| Task material |

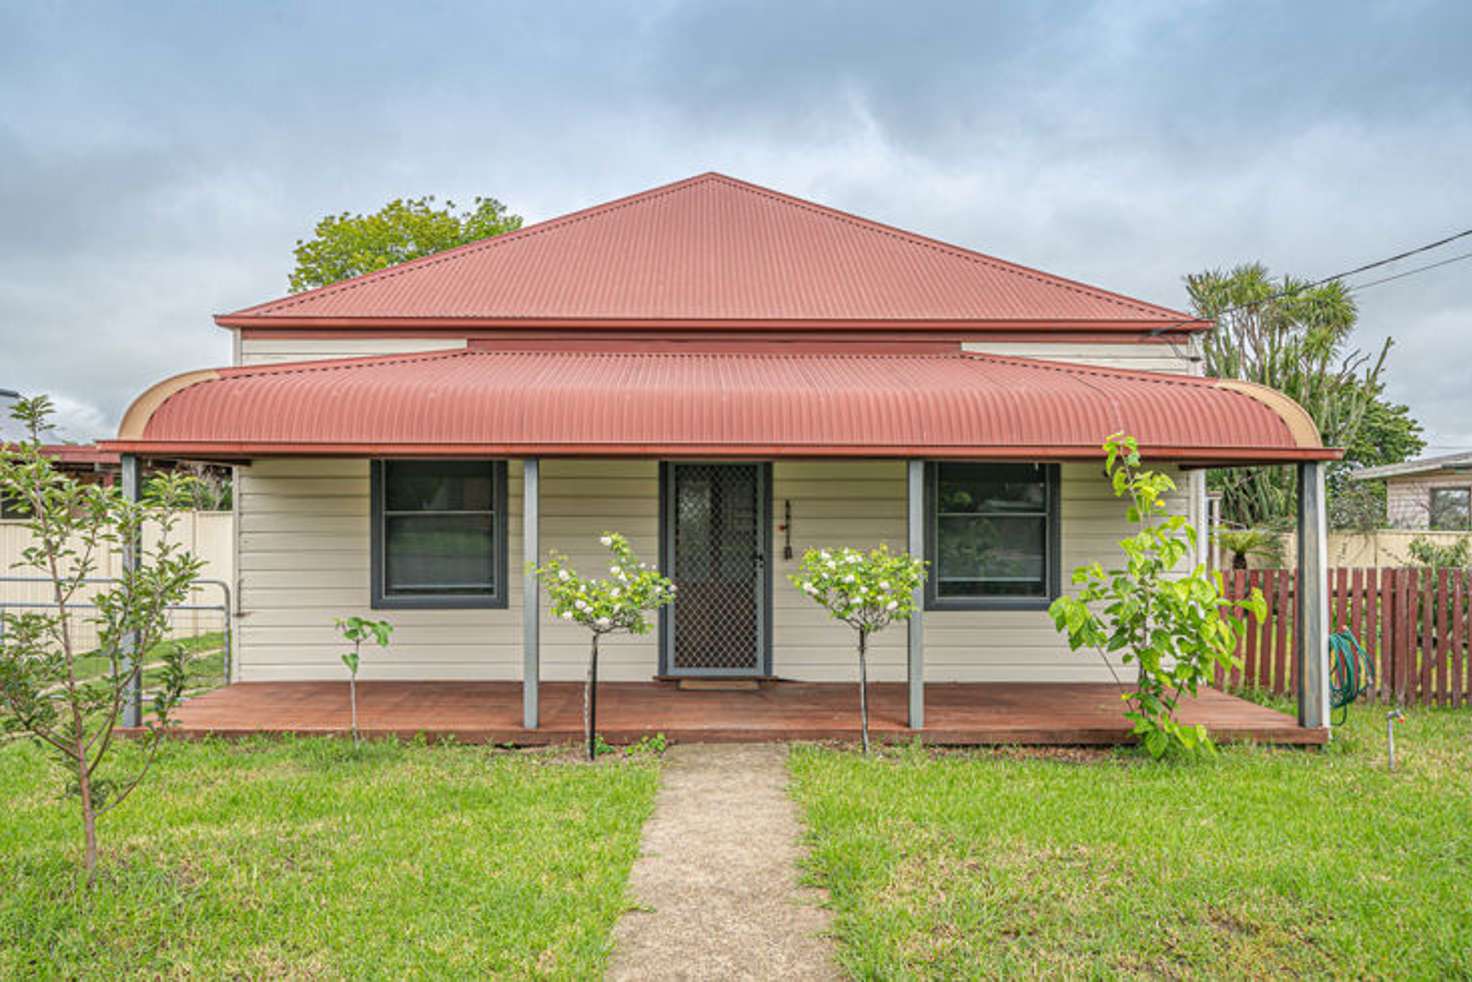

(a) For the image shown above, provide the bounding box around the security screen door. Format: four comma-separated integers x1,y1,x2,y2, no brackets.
665,463,765,675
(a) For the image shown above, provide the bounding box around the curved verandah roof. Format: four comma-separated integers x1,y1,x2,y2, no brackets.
103,347,1337,465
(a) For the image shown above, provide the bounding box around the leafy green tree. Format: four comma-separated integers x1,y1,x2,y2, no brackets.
1330,398,1425,531
1188,263,1421,530
532,534,675,760
1050,434,1263,759
0,397,203,885
790,545,927,754
289,195,522,292
335,616,392,747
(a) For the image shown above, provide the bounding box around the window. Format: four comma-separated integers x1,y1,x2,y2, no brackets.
1430,487,1471,531
925,461,1060,610
371,460,507,608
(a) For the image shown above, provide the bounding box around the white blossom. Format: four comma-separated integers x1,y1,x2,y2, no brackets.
886,600,899,611
561,610,574,620
600,535,613,546
595,616,611,628
558,569,570,581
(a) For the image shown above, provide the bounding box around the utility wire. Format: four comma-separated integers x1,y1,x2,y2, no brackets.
1151,226,1472,336
1345,249,1472,293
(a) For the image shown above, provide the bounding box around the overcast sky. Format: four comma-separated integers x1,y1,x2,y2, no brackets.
2,0,1469,450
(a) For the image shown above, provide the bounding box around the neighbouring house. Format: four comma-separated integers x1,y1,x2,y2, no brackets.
102,172,1341,736
1352,452,1472,530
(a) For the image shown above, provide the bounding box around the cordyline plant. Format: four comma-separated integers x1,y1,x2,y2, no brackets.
532,533,675,760
790,545,926,754
335,616,392,747
0,396,203,886
1049,433,1265,759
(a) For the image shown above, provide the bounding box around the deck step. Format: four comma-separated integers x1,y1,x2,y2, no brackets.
677,679,761,691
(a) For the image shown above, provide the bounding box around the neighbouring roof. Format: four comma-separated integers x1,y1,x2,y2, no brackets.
216,173,1207,333
106,348,1333,464
0,443,121,468
1351,451,1472,481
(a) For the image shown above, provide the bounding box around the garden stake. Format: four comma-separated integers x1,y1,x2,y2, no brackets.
1386,709,1405,771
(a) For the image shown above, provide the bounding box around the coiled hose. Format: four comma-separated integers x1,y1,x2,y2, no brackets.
1328,629,1375,726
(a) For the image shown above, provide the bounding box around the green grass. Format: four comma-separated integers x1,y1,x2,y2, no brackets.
790,705,1472,979
69,632,227,697
0,737,660,979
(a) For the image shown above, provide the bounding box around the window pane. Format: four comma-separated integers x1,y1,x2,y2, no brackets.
936,515,1045,596
937,463,1046,514
385,514,496,595
385,460,494,512
1430,489,1470,531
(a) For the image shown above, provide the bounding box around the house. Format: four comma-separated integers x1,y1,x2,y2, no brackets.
103,173,1340,740
1352,452,1472,530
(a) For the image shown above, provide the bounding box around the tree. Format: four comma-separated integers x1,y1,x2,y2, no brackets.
1049,434,1263,759
336,616,392,747
790,545,927,754
1214,528,1281,571
0,397,203,885
532,534,675,760
1188,263,1421,530
1329,398,1425,532
289,195,522,292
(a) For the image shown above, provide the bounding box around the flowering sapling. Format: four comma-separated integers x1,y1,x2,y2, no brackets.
790,544,926,754
533,533,675,760
335,616,392,747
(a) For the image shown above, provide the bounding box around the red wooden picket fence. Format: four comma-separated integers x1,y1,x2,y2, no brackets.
1217,567,1471,707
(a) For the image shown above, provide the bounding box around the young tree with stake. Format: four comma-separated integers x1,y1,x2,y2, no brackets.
791,545,926,754
0,396,203,886
532,533,675,760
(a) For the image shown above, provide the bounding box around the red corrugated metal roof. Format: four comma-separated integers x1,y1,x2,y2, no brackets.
217,173,1206,332
108,349,1334,463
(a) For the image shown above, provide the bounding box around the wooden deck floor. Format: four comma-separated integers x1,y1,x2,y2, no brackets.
151,681,1325,746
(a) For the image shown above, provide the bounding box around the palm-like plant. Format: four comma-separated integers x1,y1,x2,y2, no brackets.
1215,528,1281,571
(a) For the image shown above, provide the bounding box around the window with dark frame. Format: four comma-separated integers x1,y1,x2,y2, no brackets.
371,460,507,608
1429,487,1472,531
926,461,1060,610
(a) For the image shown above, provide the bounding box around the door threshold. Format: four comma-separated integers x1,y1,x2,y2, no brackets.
673,678,764,691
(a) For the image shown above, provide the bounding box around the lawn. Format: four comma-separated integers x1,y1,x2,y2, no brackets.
790,704,1472,979
70,631,228,697
0,737,660,979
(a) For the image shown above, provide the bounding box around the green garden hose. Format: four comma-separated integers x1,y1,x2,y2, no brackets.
1328,629,1375,726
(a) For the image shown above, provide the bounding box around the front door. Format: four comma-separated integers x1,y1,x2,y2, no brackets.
663,463,767,676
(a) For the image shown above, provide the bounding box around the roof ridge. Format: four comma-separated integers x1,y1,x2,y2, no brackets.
229,173,726,318
703,174,1191,320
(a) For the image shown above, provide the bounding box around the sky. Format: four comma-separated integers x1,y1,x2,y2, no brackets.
1,0,1469,450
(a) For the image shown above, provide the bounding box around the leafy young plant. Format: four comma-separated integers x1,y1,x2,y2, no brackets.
0,396,204,885
1049,434,1264,759
532,533,675,760
790,545,927,754
335,616,393,746
1406,535,1472,572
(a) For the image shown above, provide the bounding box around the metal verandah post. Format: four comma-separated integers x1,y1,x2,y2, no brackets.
1297,460,1331,729
120,453,142,728
522,458,540,730
906,459,925,729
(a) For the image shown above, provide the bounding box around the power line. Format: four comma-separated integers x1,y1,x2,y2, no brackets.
1151,226,1472,335
1346,249,1472,293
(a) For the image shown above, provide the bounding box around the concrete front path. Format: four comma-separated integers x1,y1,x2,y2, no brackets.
606,743,841,981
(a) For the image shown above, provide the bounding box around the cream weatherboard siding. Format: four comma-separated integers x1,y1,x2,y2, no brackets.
961,340,1200,374
234,456,1183,684
235,457,661,683
238,336,468,365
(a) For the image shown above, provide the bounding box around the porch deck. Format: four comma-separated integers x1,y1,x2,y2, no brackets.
153,681,1324,746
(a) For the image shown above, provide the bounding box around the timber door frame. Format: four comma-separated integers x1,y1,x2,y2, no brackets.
658,461,773,677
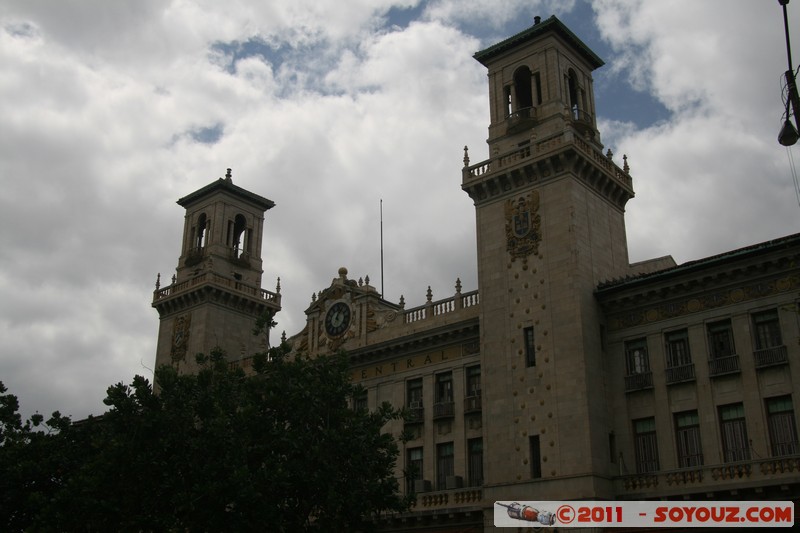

| Problem requirements |
All of the records above are to be written out exactly, minus their images.

| Task output |
(a) For the image shown above, provide the bounding box around the security screen door. Format: four comma-separated integers x1,y1,x2,y2, no brackets.
665,463,765,675
(a) For the image shown above, provide the bounding box around the curved verandah roof. Format: four comma-separated integers x1,y1,x2,y2, no brackets.
103,347,1337,465
(a) For the image shown above, provide the bounding box around the leafy green tree. Format: four comma-separated integers x1,y1,x2,y2, no brackets.
1330,398,1425,531
1188,263,1421,530
532,534,675,760
1050,434,1263,759
0,397,203,885
790,545,927,754
289,195,522,292
335,616,392,747
(a) For the image shown above, provide the bounding box around the window. Format: four comma-separated integers x1,y1,x2,y2, no brackets.
1430,487,1471,531
925,461,1060,610
371,460,507,608
(a) For the image shown above, provide the bounding box around the white blossom. Format: four comma-separated integers x1,y1,x2,y2, no brackets.
886,600,899,611
561,610,574,620
600,535,613,546
595,616,611,628
558,569,570,581
(a) For the image shown above, provide the bounding box around the utility wire. Format: four comma-separated integers x1,y1,x2,y2, no brackets.
1151,226,1472,336
1345,249,1472,293
(a) For the image shown above, provide the bounding box around the overcast sky. Format: four comma-separated integers x1,y1,x2,y2, no brackets.
2,0,1469,450
(a) For the image shown above, provide the bounding box around the neighbouring house. Format: four comma-separated integers x1,y1,x2,y2, no brackets.
102,172,1341,736
1352,452,1472,530
(a) For the image shown above, provide the bounding box around the cordyline plant. Format: four comma-separated integers x1,y1,x2,y2, no brackets.
532,533,675,760
790,545,926,754
335,616,392,747
0,396,203,886
1049,433,1265,759
(a) For the image shown above, provide the bounding box around the deck step. Format: four comma-separated integers x1,y1,x2,y2, no brackets.
677,679,761,691
(a) For the image shown above, provide the bounding box around the neighbouring roof. Format: four comma-separated integers x1,y1,x2,y2, no brackets.
216,173,1207,333
106,348,1333,464
0,443,121,468
1351,451,1472,481
(a) For the image shown above, provide the bounding box around the garden stake. Format: four comma-separated integers x1,y1,x2,y2, no brackets.
1386,709,1405,771
(a) For the image shown above, provide the bounding box around the coiled hose. Format: four comma-separated integers x1,y1,x2,y2, no brackets.
1328,629,1375,726
(a) For the image shown above, provide the bounding box around the green grass. Format: four comma-separated integers x1,y1,x2,y2, no brackets.
790,705,1472,979
69,632,227,697
0,737,660,979
(a) For the image shown above, provide the bounding box around the window pane. Format: four comma-separated integers x1,y1,x2,y2, no brackets.
936,515,1045,596
937,463,1046,514
385,514,496,595
385,460,494,512
1430,489,1470,531
(a) For the image shown above, provide the bounding box around the house. Format: four comma-separated integers x1,y1,x2,y2, no brackets.
103,173,1340,740
1352,452,1472,530
(a) For the image shown above, provide the bounding box around the tree. Format: four comma-separated integers x1,y1,x2,y2, no brackets.
1049,434,1263,759
336,616,392,747
790,545,927,754
1214,528,1281,571
0,397,203,885
532,534,675,760
1188,263,1421,530
1329,398,1425,532
289,195,522,292
(a) For the image shown above, provide the bounding box around the flowering sapling. Format: four comma-separated integers x1,y1,x2,y2, no brackets.
790,544,926,754
533,533,675,760
335,616,392,747
(a) For the image shown above, provide the bounding box around the red wooden picket fence. Format: four comma-separated integers x1,y1,x2,y2, no brackets.
1217,567,1471,707
(a) For the image shown above, provide the bounding box around the young tree with stake. Format: four comma-separated integers x1,y1,x2,y2, no brackets.
791,545,926,754
0,396,203,886
532,533,675,760
(a) For the image shown above, provide the bounding box around the red corrugated metal roof. Format: four comma-separated integers x1,y1,x2,y2, no brackets.
217,173,1206,332
108,349,1334,463
(a) For the image shown above, provide the bounding box around the wooden deck floor. Format: four comma-separated integers x1,y1,x2,y2, no brackets.
151,681,1325,746
(a) For the image shown above, provide the bounding box around the palm-like plant. Format: four comma-separated integers x1,y1,x2,y2, no brackets.
1215,528,1281,571
(a) For the image shown above, provide the bounding box around the window with dark frame. Format: four comma-separated integers x1,y1,x2,y2, no brackets.
371,460,507,608
1429,487,1472,531
926,461,1060,610
(a) For the image shown above, provide the bounding box around the door threshold. Format: four comma-separated integers x1,y1,x2,y2, no brackets.
673,678,764,691
(a) For the image shown above, provide the bounding box around the lawn. Format: four comma-separated integers x1,y1,x2,y2, no brackets.
790,704,1472,979
70,631,228,697
0,737,660,979
(a) For the image shown above, provide the bounding box around the green garden hose. Format: four comma-separated integers x1,y1,x2,y2, no brackets.
1328,629,1375,726
(a) For the image shown above, provide the bounding box around the front door. Format: four comma-separated integers x1,y1,x2,y2, no brackets.
663,463,767,676
(a) For the image shown above, provide the bounding box around the roof ridge. Format: four comma-separated integers x1,y1,x2,y2, no brackets.
229,173,726,318
703,174,1191,320
(a) For the image shown above, provide the bounding box around the sky. Format: four comma-separated integers x1,y1,x2,y2, no brackets.
1,0,1469,450
(a) For the image shown above, provide the bounding box around the leafy young plant. Format: four comma-separated integers x1,y1,x2,y2, no brackets.
0,396,204,885
1049,434,1264,759
532,533,675,760
790,545,927,754
335,616,393,746
1406,535,1472,572
(a) For the image shown above, provide the bounding box around the metal verandah post. Format: four comma-separated integers x1,y1,x2,y2, no brackets.
1297,460,1331,729
120,453,142,728
522,458,540,730
906,459,925,729
(a) For the image shown above, provide the bounding box around the power line. Format: four comma-separated integers x1,y1,x2,y2, no brackets.
1151,226,1472,335
1346,249,1472,293
(a) For the image shown above, provide the bounding box around the concrete front path. Format: four comma-separated integers x1,y1,x2,y2, no brackets.
606,743,841,981
(a) For the image shown above, provide the bounding box around the cream weatherboard siding. Format: four comma-separated integers x1,y1,x2,y2, no brackets.
961,340,1200,374
234,456,1183,684
235,457,661,683
238,336,468,365
(a) For the image shown above, provide the bounding box around the porch deck. Format: four comma-separated integers x1,y1,x2,y2, no brackets.
153,681,1324,746
(a) For the image shown above, provide the bounding box around the timber door frame. Format: four comma-separated integers x1,y1,x2,y2, no brackets.
658,461,773,677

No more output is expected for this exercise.